## Selection
# # # #
# Another tire thread-E load range tires on an SUV-ride quality?



## Badfish740 (Mar 1, 2013)

I found a great deal on some all terrain tires that will fit the wife's grocery getter which needs new tires.  The snag is that they are E-load range, like the kind you would find on light trucks.  This is a 5500lb 4x4 SUV that original came with P (passenger) tires-is the ride quality going to absolutely suck with Es?  I would probably keep them around 50-60 psi instead of 80, but still...


----------



## Jags (Mar 1, 2013)

Don't do it.  I have E rated 8 ply on my half ton and I hate them.  With 30 psi it is like riding on steel wheels, and my truck is heavy.  Only good part is that I have 75000 miles on them and they have enough tread to run another 30.  I swear I will never wear out these tires (damnit).

I had a tire leak in one of them and I couldn't tell it was low until it went down to 15 psi.  Stiff bastages.


----------



## Jags (Mar 1, 2013)

Badfish740 said:


> I would probably keep them around 50-60 psi instead of 80, but still...


 
No you won't.  I will bet on that.


----------



## greg13 (Mar 1, 2013)

I have a set of Silent armors on my Ranger. Ya they are stiff I run about 50 psi in them, but they are great in the snow. If you already have them, put them on and see how they are, you can always resell them.


----------



## BrotherBart (Mar 1, 2013)

The Suburban weighs 7,100 pounds and those load range E tires make their presence known.

Young lady at DMV when I registered it new. "Sir do you know that truck weight over 7,000 pounds?".

Me: "Yes. I bought it by the pound."


----------



## SolarAndWood (Mar 3, 2013)

LR Es make a 3/4 ton Suburban feels like it has no suspension compared to the Cadillac ride of a 1/2 ton with regular LTs.  Some of it is the suspension but I think most of it is the tires.


----------



## Highbeam (Mar 3, 2013)

I have the opposite experience. I replaced the stupid P tires with LR D on my yukon and also a half ton chevy pickup. I noticed no difference in bumpiness. What I did notice was a better driving vehicle. The P tires are squishy like you are riding around on balloons. The sidewalls flex and roll around side to side. The stiffer LT tires don't do this and allow more confident cornering and maneuvering. Have you ever driven a german car?
# # # #
## Challenges
1. List the usernames of everyone who posts in the tire thread.
2. According to the tire thread, how much does BrotherBart's Suburban weigh?

## Data provided
# # # #
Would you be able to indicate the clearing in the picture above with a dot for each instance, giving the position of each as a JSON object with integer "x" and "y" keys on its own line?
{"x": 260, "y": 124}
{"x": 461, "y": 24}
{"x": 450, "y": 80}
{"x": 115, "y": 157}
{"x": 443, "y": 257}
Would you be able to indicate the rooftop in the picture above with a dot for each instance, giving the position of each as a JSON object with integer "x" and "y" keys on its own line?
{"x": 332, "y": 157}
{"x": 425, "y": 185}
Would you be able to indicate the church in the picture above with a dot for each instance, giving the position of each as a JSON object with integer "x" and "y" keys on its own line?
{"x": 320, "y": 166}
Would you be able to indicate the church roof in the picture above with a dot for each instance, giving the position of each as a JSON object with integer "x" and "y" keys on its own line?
# # # #
## Written answers
1. Badfish740, Jags, greg13, BrotherBart, SolarAndWood, Highbeam

2. 7,100 pounds